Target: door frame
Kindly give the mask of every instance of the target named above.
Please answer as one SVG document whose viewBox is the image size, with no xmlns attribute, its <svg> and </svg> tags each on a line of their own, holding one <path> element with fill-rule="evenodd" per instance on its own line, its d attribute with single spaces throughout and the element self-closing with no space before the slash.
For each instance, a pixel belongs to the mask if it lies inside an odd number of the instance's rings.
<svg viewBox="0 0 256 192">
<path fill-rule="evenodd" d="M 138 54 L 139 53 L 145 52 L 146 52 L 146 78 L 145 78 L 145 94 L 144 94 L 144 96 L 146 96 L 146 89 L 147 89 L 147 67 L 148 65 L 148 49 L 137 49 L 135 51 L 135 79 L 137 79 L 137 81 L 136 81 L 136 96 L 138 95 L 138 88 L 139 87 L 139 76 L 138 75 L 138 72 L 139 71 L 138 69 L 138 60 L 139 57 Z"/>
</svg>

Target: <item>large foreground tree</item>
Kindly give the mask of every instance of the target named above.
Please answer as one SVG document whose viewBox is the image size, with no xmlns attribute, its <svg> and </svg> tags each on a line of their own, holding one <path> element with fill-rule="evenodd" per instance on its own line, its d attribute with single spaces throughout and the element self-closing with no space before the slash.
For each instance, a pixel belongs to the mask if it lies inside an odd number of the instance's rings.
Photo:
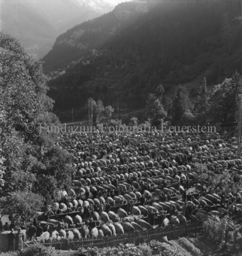
<svg viewBox="0 0 242 256">
<path fill-rule="evenodd" d="M 47 129 L 59 121 L 50 112 L 53 102 L 47 96 L 45 82 L 41 63 L 1 32 L 0 209 L 5 212 L 11 209 L 5 206 L 11 206 L 8 200 L 13 195 L 15 202 L 20 198 L 16 193 L 42 198 L 47 209 L 56 200 L 58 190 L 71 185 L 71 155 L 56 144 L 56 135 Z M 51 176 L 52 183 L 47 194 L 38 185 L 44 184 L 46 175 Z"/>
</svg>

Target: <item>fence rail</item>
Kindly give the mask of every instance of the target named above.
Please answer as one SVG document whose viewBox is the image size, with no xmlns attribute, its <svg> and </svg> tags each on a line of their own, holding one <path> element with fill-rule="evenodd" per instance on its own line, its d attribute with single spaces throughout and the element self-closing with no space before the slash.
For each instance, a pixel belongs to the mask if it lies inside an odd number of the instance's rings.
<svg viewBox="0 0 242 256">
<path fill-rule="evenodd" d="M 167 236 L 168 239 L 176 239 L 179 236 L 187 235 L 188 233 L 199 232 L 201 229 L 201 223 L 171 226 L 165 229 L 159 228 L 141 232 L 129 233 L 126 235 L 119 235 L 104 239 L 83 239 L 78 241 L 68 241 L 65 239 L 64 242 L 45 243 L 44 245 L 52 246 L 59 250 L 77 250 L 80 247 L 113 247 L 117 246 L 119 243 L 135 243 L 138 245 L 142 242 L 148 242 L 153 239 L 162 240 L 164 236 Z"/>
</svg>

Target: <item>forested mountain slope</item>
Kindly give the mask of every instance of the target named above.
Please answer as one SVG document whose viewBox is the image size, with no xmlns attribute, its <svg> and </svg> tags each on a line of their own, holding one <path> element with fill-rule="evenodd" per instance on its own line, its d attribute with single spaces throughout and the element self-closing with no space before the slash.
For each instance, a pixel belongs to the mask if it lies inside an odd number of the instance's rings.
<svg viewBox="0 0 242 256">
<path fill-rule="evenodd" d="M 36 59 L 51 50 L 58 35 L 113 8 L 102 0 L 1 0 L 0 5 L 0 29 Z"/>
<path fill-rule="evenodd" d="M 238 0 L 134 1 L 76 26 L 43 59 L 56 111 L 80 109 L 89 96 L 139 108 L 160 83 L 168 91 L 240 72 L 240 8 Z"/>
</svg>

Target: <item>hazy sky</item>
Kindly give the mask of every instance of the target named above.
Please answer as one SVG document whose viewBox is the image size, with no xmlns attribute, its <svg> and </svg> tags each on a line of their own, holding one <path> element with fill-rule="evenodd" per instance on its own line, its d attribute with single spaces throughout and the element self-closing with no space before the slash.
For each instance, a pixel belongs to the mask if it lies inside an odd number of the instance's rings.
<svg viewBox="0 0 242 256">
<path fill-rule="evenodd" d="M 129 2 L 129 1 L 132 1 L 132 0 L 105 0 L 105 2 L 107 2 L 113 5 L 116 5 L 118 4 L 120 4 L 123 2 Z"/>
</svg>

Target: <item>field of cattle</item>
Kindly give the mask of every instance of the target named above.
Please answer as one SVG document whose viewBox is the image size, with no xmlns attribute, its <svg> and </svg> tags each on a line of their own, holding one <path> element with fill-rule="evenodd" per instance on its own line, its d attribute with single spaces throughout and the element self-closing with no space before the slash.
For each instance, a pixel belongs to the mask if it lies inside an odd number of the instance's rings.
<svg viewBox="0 0 242 256">
<path fill-rule="evenodd" d="M 86 133 L 66 133 L 59 145 L 74 156 L 73 187 L 60 192 L 50 212 L 37 213 L 42 232 L 27 230 L 26 241 L 104 247 L 199 232 L 210 216 L 240 221 L 242 190 L 199 180 L 203 165 L 204 173 L 225 172 L 240 182 L 242 160 L 218 134 L 95 133 L 90 141 Z"/>
</svg>

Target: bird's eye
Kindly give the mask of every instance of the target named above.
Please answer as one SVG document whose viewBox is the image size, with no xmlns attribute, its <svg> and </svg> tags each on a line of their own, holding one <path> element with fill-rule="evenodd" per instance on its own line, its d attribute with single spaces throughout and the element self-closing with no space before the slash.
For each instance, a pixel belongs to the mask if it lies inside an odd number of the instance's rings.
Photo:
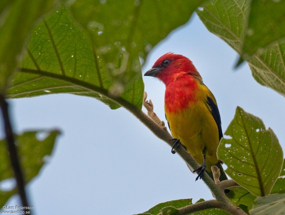
<svg viewBox="0 0 285 215">
<path fill-rule="evenodd" d="M 168 64 L 169 64 L 170 62 L 168 60 L 166 60 L 164 61 L 163 61 L 163 65 L 167 65 Z"/>
</svg>

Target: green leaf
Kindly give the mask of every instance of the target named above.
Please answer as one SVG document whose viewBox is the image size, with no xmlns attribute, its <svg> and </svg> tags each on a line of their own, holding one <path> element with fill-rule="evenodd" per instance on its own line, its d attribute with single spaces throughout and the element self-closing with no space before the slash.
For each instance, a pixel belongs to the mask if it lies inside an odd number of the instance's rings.
<svg viewBox="0 0 285 215">
<path fill-rule="evenodd" d="M 250 210 L 253 205 L 256 204 L 254 201 L 256 196 L 247 190 L 242 187 L 232 187 L 229 189 L 230 192 L 226 194 L 227 197 L 233 204 L 237 206 L 243 204 L 247 207 Z"/>
<path fill-rule="evenodd" d="M 211 0 L 207 2 L 203 9 L 197 10 L 197 13 L 210 32 L 224 40 L 241 55 L 251 1 Z M 257 82 L 285 96 L 284 41 L 274 42 L 260 54 L 243 57 L 248 62 L 253 76 Z"/>
<path fill-rule="evenodd" d="M 283 163 L 283 166 L 279 178 L 277 179 L 273 186 L 271 193 L 285 193 L 285 159 Z"/>
<path fill-rule="evenodd" d="M 0 3 L 0 91 L 21 60 L 23 45 L 30 28 L 52 8 L 55 0 L 1 1 Z M 3 93 L 2 92 L 2 93 Z"/>
<path fill-rule="evenodd" d="M 57 135 L 57 130 L 27 131 L 15 135 L 25 182 L 27 183 L 38 175 L 51 154 Z M 44 137 L 43 139 L 42 138 Z M 14 174 L 5 139 L 0 140 L 0 185 L 13 180 Z M 4 205 L 17 193 L 17 188 L 5 190 L 0 186 L 0 204 Z"/>
<path fill-rule="evenodd" d="M 253 0 L 242 52 L 249 55 L 285 37 L 285 1 Z"/>
<path fill-rule="evenodd" d="M 177 212 L 177 209 L 192 204 L 192 198 L 170 201 L 160 203 L 147 211 L 137 215 L 170 215 L 172 213 Z"/>
<path fill-rule="evenodd" d="M 130 69 L 138 55 L 144 62 L 152 47 L 188 21 L 204 1 L 82 0 L 71 8 L 105 63 L 113 64 L 122 50 L 126 50 L 128 58 L 124 72 L 118 74 L 111 67 L 109 71 L 117 82 L 124 83 L 141 75 L 140 69 Z"/>
<path fill-rule="evenodd" d="M 258 204 L 249 211 L 251 215 L 281 215 L 285 211 L 285 194 L 272 194 L 258 197 L 256 201 Z"/>
<path fill-rule="evenodd" d="M 203 198 L 200 198 L 197 201 L 196 203 L 202 202 L 205 201 Z M 226 212 L 223 210 L 217 208 L 213 208 L 207 209 L 206 210 L 201 210 L 198 212 L 193 213 L 193 215 L 230 215 L 230 214 Z"/>
<path fill-rule="evenodd" d="M 101 56 L 93 51 L 65 8 L 51 14 L 33 32 L 21 72 L 13 80 L 8 98 L 71 93 L 95 98 L 113 109 L 120 106 L 106 96 L 141 108 L 141 74 L 124 91 L 123 86 L 113 85 Z"/>
<path fill-rule="evenodd" d="M 239 107 L 218 147 L 225 172 L 256 196 L 270 193 L 283 162 L 282 149 L 273 131 L 265 129 L 259 118 Z"/>
</svg>

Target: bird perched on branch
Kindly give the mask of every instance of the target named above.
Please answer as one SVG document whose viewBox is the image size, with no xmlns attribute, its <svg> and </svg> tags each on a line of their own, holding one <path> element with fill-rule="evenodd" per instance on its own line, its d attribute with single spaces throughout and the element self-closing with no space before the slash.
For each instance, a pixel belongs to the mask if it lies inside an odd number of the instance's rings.
<svg viewBox="0 0 285 215">
<path fill-rule="evenodd" d="M 165 116 L 174 138 L 170 140 L 174 141 L 172 152 L 175 153 L 182 144 L 201 165 L 193 171 L 199 173 L 196 180 L 205 171 L 213 179 L 214 165 L 220 169 L 220 180 L 227 179 L 217 155 L 223 137 L 217 102 L 192 62 L 183 55 L 167 53 L 144 76 L 157 78 L 165 85 Z"/>
</svg>

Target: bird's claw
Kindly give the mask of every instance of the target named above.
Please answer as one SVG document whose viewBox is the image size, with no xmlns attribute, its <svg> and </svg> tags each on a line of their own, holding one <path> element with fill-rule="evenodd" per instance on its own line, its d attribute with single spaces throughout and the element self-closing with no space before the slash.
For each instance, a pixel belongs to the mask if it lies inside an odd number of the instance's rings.
<svg viewBox="0 0 285 215">
<path fill-rule="evenodd" d="M 172 147 L 172 148 L 171 149 L 171 153 L 172 154 L 175 154 L 175 151 L 174 151 L 174 149 L 177 149 L 177 147 L 179 146 L 181 144 L 181 142 L 180 142 L 180 140 L 179 139 L 174 138 L 173 139 L 169 140 L 169 141 L 174 141 L 173 146 Z"/>
<path fill-rule="evenodd" d="M 199 169 L 200 170 L 200 172 L 199 173 L 199 174 L 198 174 L 198 176 L 196 177 L 196 180 L 195 180 L 195 181 L 198 180 L 198 179 L 199 178 L 199 177 L 200 177 L 200 179 L 201 179 L 201 177 L 203 175 L 203 174 L 204 174 L 204 173 L 206 170 L 206 164 L 203 164 L 201 166 L 199 166 L 197 169 L 193 171 L 193 173 Z"/>
</svg>

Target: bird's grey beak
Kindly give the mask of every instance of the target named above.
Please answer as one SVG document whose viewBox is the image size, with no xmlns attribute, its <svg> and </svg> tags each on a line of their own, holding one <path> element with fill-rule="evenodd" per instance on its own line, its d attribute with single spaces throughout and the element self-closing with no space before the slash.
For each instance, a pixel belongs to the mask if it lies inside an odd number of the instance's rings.
<svg viewBox="0 0 285 215">
<path fill-rule="evenodd" d="M 146 71 L 144 75 L 144 76 L 155 77 L 155 75 L 158 73 L 162 69 L 161 68 L 152 68 Z"/>
</svg>

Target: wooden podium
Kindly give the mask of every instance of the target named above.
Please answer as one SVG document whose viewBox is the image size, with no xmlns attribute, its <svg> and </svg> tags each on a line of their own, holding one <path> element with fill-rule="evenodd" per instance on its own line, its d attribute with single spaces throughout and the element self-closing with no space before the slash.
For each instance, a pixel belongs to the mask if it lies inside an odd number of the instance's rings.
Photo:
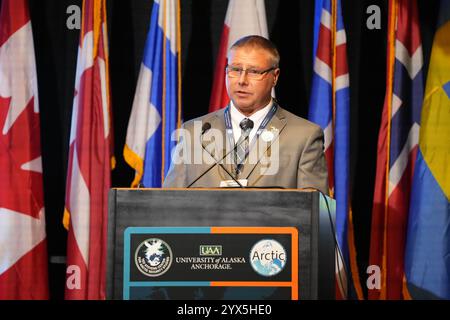
<svg viewBox="0 0 450 320">
<path fill-rule="evenodd" d="M 112 189 L 107 298 L 334 299 L 334 208 L 299 190 Z"/>
</svg>

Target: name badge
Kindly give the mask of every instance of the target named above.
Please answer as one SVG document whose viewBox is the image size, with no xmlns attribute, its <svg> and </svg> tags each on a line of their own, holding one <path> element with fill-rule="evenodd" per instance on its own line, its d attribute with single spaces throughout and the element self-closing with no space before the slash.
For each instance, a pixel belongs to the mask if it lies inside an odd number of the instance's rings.
<svg viewBox="0 0 450 320">
<path fill-rule="evenodd" d="M 238 181 L 243 187 L 246 187 L 248 184 L 247 179 L 239 179 Z M 220 187 L 221 188 L 240 188 L 241 186 L 238 185 L 237 182 L 234 180 L 222 180 L 222 181 L 220 181 Z"/>
</svg>

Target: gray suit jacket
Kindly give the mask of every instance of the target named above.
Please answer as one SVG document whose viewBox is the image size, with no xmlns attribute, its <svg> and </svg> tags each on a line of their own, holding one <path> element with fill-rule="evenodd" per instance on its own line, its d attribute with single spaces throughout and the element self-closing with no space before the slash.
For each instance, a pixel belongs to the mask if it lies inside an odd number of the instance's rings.
<svg viewBox="0 0 450 320">
<path fill-rule="evenodd" d="M 235 172 L 232 147 L 225 134 L 224 111 L 183 125 L 189 137 L 180 139 L 163 187 L 185 188 L 192 184 L 194 188 L 216 188 L 221 181 L 232 179 L 214 164 L 225 156 L 223 166 L 231 174 Z M 207 122 L 211 128 L 202 136 L 200 128 Z M 248 187 L 316 188 L 328 194 L 322 129 L 278 107 L 266 130 L 269 133 L 261 134 L 251 148 L 239 179 L 247 179 Z M 199 155 L 202 161 L 198 161 Z"/>
</svg>

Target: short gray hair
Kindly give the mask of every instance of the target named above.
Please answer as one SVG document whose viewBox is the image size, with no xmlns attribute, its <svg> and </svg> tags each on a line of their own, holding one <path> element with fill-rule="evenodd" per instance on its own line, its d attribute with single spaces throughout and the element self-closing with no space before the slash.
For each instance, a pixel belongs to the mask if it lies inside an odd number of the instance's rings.
<svg viewBox="0 0 450 320">
<path fill-rule="evenodd" d="M 240 38 L 230 48 L 230 51 L 237 48 L 259 48 L 267 51 L 271 55 L 272 67 L 278 68 L 280 65 L 280 54 L 275 44 L 261 36 L 251 35 Z"/>
</svg>

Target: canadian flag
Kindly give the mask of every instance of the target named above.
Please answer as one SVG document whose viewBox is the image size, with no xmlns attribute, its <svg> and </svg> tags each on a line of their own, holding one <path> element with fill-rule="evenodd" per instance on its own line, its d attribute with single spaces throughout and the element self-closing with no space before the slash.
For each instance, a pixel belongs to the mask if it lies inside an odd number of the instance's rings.
<svg viewBox="0 0 450 320">
<path fill-rule="evenodd" d="M 27 0 L 0 11 L 0 300 L 48 299 L 39 104 Z"/>
<path fill-rule="evenodd" d="M 214 71 L 214 82 L 209 103 L 210 112 L 228 105 L 230 99 L 225 86 L 227 52 L 238 39 L 249 35 L 269 37 L 264 0 L 230 0 Z"/>
</svg>

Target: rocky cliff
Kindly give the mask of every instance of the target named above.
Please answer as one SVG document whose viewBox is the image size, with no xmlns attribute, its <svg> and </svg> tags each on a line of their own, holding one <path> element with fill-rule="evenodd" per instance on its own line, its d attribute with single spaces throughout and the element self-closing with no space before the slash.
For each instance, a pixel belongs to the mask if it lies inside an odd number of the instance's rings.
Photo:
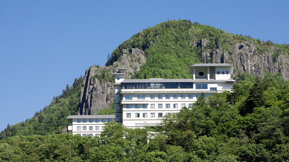
<svg viewBox="0 0 289 162">
<path fill-rule="evenodd" d="M 208 40 L 201 39 L 196 45 L 203 49 L 209 42 Z M 284 79 L 288 79 L 289 60 L 285 56 L 283 50 L 278 47 L 272 46 L 269 52 L 258 53 L 253 42 L 244 42 L 232 46 L 233 53 L 230 55 L 223 52 L 221 42 L 218 42 L 216 44 L 218 49 L 216 50 L 202 52 L 203 63 L 228 63 L 235 65 L 235 69 L 241 72 L 246 72 L 251 76 L 261 77 L 264 77 L 264 70 L 270 73 L 279 72 Z M 278 54 L 274 58 L 273 55 L 275 52 Z"/>
<path fill-rule="evenodd" d="M 112 74 L 121 67 L 127 68 L 128 78 L 145 63 L 143 51 L 137 48 L 123 49 L 118 61 L 109 66 L 92 66 L 86 70 L 82 82 L 79 115 L 97 114 L 99 109 L 106 109 L 114 100 Z"/>
<path fill-rule="evenodd" d="M 247 72 L 251 76 L 260 77 L 264 77 L 264 70 L 271 73 L 280 72 L 284 79 L 288 78 L 289 60 L 284 56 L 282 50 L 277 47 L 273 46 L 269 52 L 258 53 L 253 42 L 246 41 L 232 46 L 231 53 L 229 54 L 223 51 L 222 45 L 219 41 L 212 44 L 212 46 L 215 47 L 215 50 L 205 50 L 208 43 L 211 43 L 204 39 L 190 43 L 190 45 L 199 49 L 203 63 L 227 63 L 235 65 L 236 71 Z M 119 60 L 113 65 L 92 66 L 86 70 L 81 89 L 81 103 L 78 110 L 79 114 L 97 114 L 99 109 L 107 108 L 114 99 L 112 74 L 119 67 L 124 67 L 127 69 L 128 78 L 130 78 L 146 62 L 142 50 L 123 49 L 122 52 Z M 273 58 L 272 56 L 276 52 L 279 54 Z M 107 80 L 100 78 L 104 71 L 109 78 Z"/>
</svg>

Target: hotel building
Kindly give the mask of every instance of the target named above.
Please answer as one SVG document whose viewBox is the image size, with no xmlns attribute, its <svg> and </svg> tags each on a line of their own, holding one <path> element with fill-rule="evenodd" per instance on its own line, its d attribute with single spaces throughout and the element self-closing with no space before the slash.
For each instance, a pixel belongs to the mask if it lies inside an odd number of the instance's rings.
<svg viewBox="0 0 289 162">
<path fill-rule="evenodd" d="M 115 116 L 70 116 L 68 131 L 98 135 L 104 123 L 112 120 L 129 128 L 155 125 L 164 116 L 192 106 L 202 92 L 206 97 L 231 91 L 236 82 L 231 78 L 234 69 L 227 63 L 196 64 L 190 67 L 192 79 L 129 79 L 126 69 L 120 68 L 113 74 Z"/>
</svg>

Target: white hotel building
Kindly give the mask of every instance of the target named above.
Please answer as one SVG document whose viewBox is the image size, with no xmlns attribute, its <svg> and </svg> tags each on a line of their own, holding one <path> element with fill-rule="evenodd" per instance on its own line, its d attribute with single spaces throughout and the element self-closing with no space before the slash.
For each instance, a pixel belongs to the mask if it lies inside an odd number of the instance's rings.
<svg viewBox="0 0 289 162">
<path fill-rule="evenodd" d="M 81 127 L 87 129 L 91 127 L 87 121 L 97 118 L 114 120 L 130 128 L 154 126 L 164 115 L 176 113 L 185 106 L 192 106 L 202 92 L 207 97 L 225 90 L 231 91 L 236 82 L 231 78 L 234 66 L 228 64 L 196 64 L 190 66 L 189 69 L 192 79 L 128 79 L 126 69 L 119 69 L 114 74 L 115 116 L 70 116 L 67 118 L 70 120 L 68 131 L 83 136 L 98 135 L 101 130 L 81 129 Z M 84 118 L 86 123 L 77 122 Z M 99 128 L 103 126 L 103 123 L 96 123 L 89 124 L 93 129 L 97 128 L 93 124 L 102 124 Z"/>
<path fill-rule="evenodd" d="M 207 97 L 231 91 L 234 69 L 227 63 L 197 64 L 190 67 L 192 79 L 128 79 L 121 68 L 114 74 L 115 120 L 128 128 L 155 125 L 163 116 L 192 106 L 202 92 Z"/>
</svg>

**Exercise task:** Rewrite the records from their start through the line that contains "138 54 L 139", replacing "door frame" with "window frame" and changing nothing else.

**Answer to this exercise:**
Target: window frame
Kindly give the mask of every instance of the target named above.
Please answer as one SVG document whose viewBox is the image size, with no xmlns attribute, its <svg> and </svg> tags each on a line of their own, holding one <path> element with fill-rule="evenodd" per instance on its own line, its d attribute with single spaces throughout and the element self-closing with no space before the slash.
For each instance, a pixel belongs to the mask if it lies inside an odd number of the instance's rings.
<svg viewBox="0 0 256 192">
<path fill-rule="evenodd" d="M 138 54 L 139 53 L 145 52 L 146 52 L 146 78 L 145 78 L 145 94 L 144 94 L 144 96 L 146 96 L 146 89 L 147 89 L 147 67 L 148 65 L 148 49 L 137 49 L 135 51 L 135 79 L 137 79 L 137 81 L 136 81 L 136 96 L 138 95 L 138 88 L 139 87 L 139 76 L 138 75 L 138 72 L 139 71 L 138 69 L 138 60 L 139 57 Z"/>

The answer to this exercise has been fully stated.